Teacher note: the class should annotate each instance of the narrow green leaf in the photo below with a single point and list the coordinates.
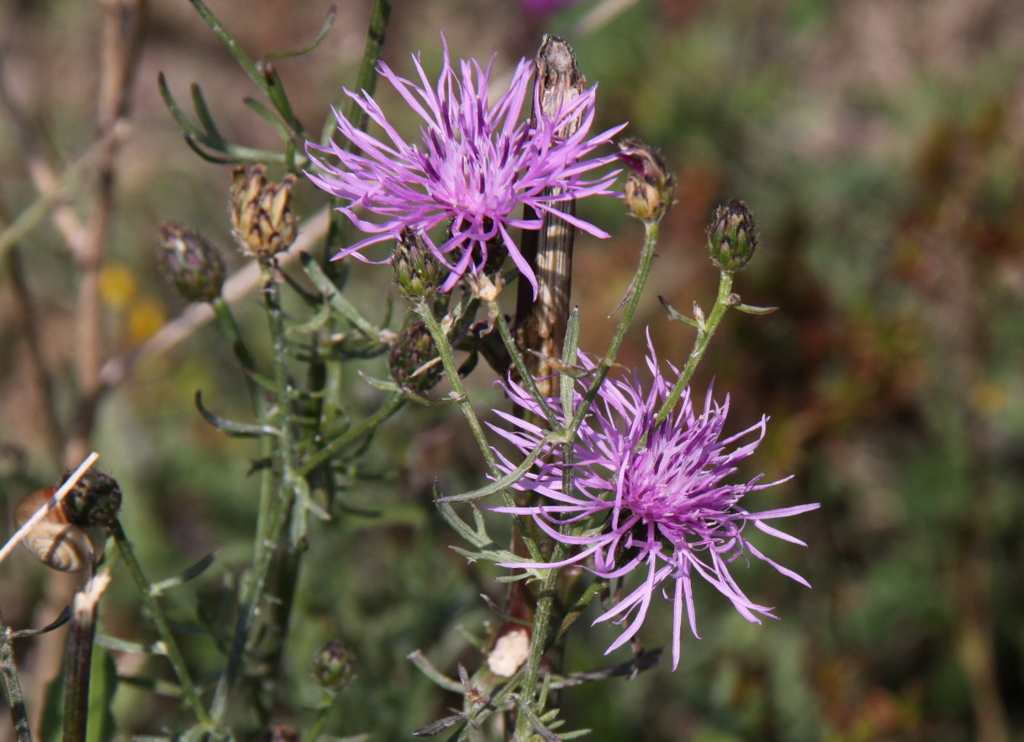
(204, 116)
(271, 118)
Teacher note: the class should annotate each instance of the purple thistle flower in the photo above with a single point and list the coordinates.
(665, 506)
(475, 165)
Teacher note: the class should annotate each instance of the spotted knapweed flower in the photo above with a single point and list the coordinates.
(658, 491)
(476, 164)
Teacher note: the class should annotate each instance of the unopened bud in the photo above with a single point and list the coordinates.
(261, 214)
(333, 665)
(94, 500)
(194, 266)
(414, 361)
(731, 236)
(417, 271)
(650, 187)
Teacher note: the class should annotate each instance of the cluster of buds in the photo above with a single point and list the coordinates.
(650, 188)
(194, 266)
(261, 215)
(731, 236)
(417, 272)
(414, 361)
(333, 666)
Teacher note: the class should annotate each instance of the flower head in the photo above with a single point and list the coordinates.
(666, 510)
(475, 165)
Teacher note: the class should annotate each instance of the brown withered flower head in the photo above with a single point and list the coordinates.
(192, 264)
(94, 500)
(261, 216)
(650, 188)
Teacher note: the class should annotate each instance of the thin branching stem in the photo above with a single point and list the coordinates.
(636, 289)
(160, 619)
(520, 364)
(546, 595)
(706, 331)
(12, 687)
(458, 391)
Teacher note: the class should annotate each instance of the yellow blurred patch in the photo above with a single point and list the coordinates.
(117, 286)
(988, 397)
(145, 316)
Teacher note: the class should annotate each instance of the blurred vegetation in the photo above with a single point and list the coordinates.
(881, 145)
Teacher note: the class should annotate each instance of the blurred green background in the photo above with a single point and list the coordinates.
(880, 145)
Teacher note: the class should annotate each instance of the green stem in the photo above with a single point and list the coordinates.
(520, 365)
(705, 332)
(444, 350)
(636, 289)
(547, 594)
(222, 311)
(157, 613)
(232, 46)
(349, 436)
(268, 529)
(367, 80)
(229, 326)
(320, 723)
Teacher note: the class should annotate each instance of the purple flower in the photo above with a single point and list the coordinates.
(474, 166)
(665, 510)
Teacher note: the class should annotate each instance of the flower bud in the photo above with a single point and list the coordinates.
(261, 215)
(194, 266)
(333, 665)
(650, 187)
(414, 361)
(93, 502)
(417, 271)
(731, 237)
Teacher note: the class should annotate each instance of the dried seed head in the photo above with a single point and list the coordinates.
(192, 264)
(731, 236)
(414, 361)
(417, 272)
(333, 665)
(93, 502)
(261, 215)
(53, 540)
(650, 187)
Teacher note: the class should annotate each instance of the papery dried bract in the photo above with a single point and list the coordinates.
(261, 216)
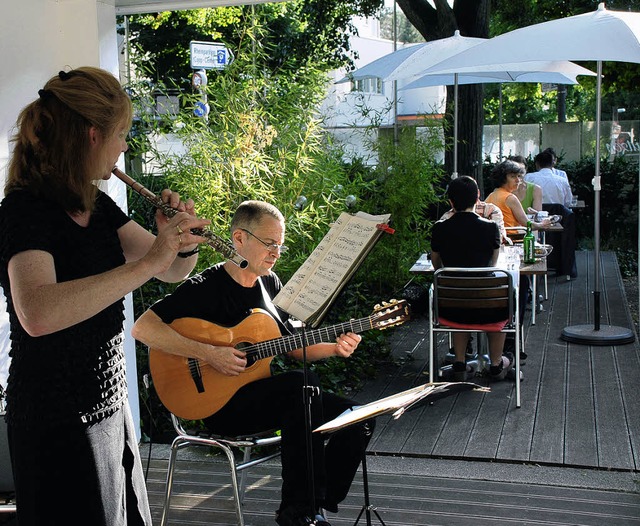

▶ Task to complete: The range to transcribe runs from the line holding "of the green" through the final line of the data above; copy it exactly and exclude the pictures.

▶ Answer space:
Teacher note: the class should annotate each instance of the green stem in the photo above with a single point and list the coordinates.
(520, 365)
(705, 332)
(444, 350)
(636, 289)
(547, 594)
(222, 311)
(157, 613)
(232, 46)
(349, 436)
(268, 529)
(367, 80)
(229, 326)
(320, 723)
Teacher note: the class should annotate each instance of the purple flower in the photo above with a single point and list the coordinates.
(474, 166)
(665, 510)
Teacher note: the class should annotate each instance of the flower bud in the photo above with a single point and list the coordinates.
(261, 215)
(194, 266)
(333, 665)
(650, 187)
(414, 361)
(93, 502)
(417, 271)
(731, 237)
Teacher note: the class should annotate each instance of the dried seed head in the photo above with a single point and list the coordinates.
(192, 264)
(731, 236)
(414, 361)
(417, 272)
(333, 665)
(93, 502)
(261, 215)
(53, 540)
(650, 187)
Teacher note: the class should annotate each instance of the papery dried bract in the photo above with a single point and list the coordinates.
(261, 216)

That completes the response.